* Begin RECORDS SUPPLIED *

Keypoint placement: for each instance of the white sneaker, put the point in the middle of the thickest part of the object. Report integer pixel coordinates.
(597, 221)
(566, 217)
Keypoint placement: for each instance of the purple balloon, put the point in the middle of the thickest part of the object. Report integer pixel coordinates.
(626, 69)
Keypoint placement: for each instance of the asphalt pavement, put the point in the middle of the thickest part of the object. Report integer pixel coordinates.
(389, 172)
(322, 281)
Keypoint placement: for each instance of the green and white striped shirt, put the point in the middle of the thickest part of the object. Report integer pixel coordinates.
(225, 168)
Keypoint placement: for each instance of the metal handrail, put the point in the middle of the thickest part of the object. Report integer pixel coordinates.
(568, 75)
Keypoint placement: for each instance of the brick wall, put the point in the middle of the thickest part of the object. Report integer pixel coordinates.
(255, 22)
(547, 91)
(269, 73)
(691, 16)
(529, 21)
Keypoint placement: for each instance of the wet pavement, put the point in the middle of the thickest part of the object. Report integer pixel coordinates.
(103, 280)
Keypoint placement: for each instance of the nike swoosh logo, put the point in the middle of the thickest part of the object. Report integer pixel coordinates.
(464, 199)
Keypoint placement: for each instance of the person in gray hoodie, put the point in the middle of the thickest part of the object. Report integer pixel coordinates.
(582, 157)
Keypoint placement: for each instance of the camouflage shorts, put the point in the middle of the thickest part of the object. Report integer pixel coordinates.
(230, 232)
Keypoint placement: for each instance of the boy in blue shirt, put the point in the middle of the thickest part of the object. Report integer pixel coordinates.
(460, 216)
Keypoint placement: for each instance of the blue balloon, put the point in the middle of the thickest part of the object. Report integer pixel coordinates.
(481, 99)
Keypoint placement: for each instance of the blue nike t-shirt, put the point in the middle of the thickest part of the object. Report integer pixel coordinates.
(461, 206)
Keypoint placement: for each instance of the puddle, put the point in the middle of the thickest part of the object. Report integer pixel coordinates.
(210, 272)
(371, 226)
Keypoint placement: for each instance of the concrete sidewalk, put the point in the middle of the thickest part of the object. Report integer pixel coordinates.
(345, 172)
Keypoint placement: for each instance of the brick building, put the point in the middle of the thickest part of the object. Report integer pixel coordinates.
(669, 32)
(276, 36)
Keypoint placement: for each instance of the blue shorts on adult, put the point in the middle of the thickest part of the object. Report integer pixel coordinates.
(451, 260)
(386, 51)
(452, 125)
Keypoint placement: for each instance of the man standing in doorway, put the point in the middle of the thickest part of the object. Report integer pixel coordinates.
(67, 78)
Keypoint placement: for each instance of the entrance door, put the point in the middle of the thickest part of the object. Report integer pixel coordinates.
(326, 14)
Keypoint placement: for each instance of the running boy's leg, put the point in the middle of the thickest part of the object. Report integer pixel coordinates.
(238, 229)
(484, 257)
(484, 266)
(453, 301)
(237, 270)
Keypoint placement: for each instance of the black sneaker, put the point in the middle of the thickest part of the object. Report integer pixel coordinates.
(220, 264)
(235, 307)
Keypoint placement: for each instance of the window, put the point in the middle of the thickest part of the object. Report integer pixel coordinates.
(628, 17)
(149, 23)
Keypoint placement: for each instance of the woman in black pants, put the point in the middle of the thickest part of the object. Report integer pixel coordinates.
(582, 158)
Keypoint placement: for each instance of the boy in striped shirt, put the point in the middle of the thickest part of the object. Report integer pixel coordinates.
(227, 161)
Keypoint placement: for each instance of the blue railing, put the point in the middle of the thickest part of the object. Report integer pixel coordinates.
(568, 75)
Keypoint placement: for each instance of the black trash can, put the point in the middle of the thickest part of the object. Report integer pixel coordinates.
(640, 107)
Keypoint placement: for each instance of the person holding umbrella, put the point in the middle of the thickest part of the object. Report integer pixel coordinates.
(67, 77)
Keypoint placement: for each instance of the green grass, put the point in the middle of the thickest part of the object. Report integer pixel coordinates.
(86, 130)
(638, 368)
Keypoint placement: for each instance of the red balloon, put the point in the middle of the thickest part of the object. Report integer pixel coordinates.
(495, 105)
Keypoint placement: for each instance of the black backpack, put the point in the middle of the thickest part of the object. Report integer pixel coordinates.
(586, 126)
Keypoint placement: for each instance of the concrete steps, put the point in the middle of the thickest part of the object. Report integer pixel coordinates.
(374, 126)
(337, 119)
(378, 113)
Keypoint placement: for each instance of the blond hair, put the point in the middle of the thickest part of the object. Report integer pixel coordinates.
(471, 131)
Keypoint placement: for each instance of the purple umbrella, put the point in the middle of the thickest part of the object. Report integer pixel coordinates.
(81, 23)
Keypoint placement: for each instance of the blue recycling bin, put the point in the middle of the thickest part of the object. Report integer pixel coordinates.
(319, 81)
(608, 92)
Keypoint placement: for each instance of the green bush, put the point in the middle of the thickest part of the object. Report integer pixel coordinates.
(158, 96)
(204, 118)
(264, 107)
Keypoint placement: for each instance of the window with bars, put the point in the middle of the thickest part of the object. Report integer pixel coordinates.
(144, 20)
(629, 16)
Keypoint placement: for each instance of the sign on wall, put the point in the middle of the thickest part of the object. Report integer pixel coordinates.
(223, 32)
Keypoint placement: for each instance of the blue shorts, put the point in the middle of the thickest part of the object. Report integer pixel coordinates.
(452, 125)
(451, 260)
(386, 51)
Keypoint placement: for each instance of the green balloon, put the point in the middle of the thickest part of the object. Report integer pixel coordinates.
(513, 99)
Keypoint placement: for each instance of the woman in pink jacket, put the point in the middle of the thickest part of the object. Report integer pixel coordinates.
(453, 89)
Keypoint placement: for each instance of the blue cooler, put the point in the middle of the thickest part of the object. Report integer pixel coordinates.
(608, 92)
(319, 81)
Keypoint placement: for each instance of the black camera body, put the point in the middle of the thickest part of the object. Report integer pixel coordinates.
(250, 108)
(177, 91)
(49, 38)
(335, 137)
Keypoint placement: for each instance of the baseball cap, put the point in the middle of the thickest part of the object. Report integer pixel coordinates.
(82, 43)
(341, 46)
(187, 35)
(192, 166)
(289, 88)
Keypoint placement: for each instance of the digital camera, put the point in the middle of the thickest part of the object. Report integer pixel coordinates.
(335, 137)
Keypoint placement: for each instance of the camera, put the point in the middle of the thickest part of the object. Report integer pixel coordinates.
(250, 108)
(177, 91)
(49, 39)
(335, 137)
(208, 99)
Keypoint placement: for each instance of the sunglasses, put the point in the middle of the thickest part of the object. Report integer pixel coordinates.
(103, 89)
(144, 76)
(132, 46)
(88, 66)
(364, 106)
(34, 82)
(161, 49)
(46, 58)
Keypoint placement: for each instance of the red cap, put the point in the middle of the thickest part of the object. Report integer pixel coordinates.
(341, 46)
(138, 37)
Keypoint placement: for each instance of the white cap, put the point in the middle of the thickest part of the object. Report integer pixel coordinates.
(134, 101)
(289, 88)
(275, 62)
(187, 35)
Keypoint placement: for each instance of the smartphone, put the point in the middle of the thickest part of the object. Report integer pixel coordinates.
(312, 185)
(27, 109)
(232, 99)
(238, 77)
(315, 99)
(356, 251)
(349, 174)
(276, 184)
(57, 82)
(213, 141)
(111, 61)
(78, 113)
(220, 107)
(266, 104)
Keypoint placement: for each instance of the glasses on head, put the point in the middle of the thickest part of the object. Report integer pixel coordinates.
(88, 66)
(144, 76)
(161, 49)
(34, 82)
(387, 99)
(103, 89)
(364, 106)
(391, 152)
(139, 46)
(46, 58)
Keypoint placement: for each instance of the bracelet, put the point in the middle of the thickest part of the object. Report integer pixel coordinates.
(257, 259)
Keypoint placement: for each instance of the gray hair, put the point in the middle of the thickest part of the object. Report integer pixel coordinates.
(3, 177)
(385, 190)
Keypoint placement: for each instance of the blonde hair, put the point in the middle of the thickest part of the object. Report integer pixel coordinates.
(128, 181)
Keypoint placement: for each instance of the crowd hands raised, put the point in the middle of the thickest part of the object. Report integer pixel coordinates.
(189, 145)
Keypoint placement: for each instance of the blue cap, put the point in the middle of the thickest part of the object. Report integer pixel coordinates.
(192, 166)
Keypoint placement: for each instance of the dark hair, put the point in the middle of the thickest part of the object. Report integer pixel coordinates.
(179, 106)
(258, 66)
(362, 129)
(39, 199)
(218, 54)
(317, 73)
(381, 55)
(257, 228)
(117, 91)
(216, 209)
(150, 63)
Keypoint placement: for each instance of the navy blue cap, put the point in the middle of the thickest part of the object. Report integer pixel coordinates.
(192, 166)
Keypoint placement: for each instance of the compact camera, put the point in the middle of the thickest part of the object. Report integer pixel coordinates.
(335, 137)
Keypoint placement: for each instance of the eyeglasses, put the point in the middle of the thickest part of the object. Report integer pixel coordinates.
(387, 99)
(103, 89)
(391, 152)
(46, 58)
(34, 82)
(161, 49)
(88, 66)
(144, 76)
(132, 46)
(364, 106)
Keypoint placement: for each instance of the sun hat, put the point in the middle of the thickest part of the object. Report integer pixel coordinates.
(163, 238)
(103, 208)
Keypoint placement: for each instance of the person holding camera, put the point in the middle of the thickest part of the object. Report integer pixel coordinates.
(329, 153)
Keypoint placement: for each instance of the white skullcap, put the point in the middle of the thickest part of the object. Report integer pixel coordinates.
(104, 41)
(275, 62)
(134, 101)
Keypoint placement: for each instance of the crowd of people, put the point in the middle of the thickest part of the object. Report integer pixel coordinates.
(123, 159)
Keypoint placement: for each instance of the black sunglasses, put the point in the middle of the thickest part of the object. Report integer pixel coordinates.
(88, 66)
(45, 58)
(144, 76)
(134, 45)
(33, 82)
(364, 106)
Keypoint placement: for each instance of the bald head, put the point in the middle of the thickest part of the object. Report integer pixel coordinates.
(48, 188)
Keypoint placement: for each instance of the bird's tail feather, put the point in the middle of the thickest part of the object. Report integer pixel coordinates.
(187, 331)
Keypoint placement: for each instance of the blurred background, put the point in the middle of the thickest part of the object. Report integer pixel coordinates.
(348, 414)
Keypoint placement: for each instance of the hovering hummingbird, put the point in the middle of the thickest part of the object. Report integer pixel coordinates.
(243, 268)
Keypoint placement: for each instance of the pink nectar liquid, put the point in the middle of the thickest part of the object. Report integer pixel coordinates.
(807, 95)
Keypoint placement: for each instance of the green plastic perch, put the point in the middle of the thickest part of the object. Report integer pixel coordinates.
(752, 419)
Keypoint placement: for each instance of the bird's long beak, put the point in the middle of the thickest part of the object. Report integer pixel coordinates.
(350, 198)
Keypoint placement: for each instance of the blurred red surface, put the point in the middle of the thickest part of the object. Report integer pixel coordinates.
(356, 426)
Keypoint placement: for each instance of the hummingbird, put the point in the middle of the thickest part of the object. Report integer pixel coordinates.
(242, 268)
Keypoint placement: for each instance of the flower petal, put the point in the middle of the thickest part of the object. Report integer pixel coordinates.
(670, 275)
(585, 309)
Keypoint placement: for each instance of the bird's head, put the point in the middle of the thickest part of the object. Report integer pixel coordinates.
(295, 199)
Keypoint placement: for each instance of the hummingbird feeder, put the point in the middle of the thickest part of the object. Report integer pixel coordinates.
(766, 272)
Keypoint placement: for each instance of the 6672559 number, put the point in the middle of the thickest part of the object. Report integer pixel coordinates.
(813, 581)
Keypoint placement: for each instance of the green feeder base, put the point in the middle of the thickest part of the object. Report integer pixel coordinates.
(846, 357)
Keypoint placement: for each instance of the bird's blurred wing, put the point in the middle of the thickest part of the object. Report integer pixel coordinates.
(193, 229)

* End RECORDS SUPPLIED *

EXERCISE
Repeat only the lines from the one holding "Keypoint placement: for each instance of the bird's head, put" through the last line of the data.

RESPONSE
Keypoint placement: for each instance of the bird's head, put the point in the middle of the thickest part of the object. Report integer pixel coordinates.
(295, 199)
Keypoint placement: for each instance of the hummingbird feeder, put the point in the middle of the thickest part of the object. Report integer pixel coordinates.
(766, 272)
Keypoint placement: for each instance of the 6672559 number, put the point in the middle of the thickest part of the object. Report integer pixel coordinates.
(813, 581)
Keypoint placement: for each instance of the green feeder base, put the point in the middle of the thickest part of the object. Report integer pixel coordinates.
(846, 357)
Keypoint placement: for each instance of the bird's blurred wing, put the point in the middle of the thickest part of the object. Report integer pixel coordinates.
(193, 229)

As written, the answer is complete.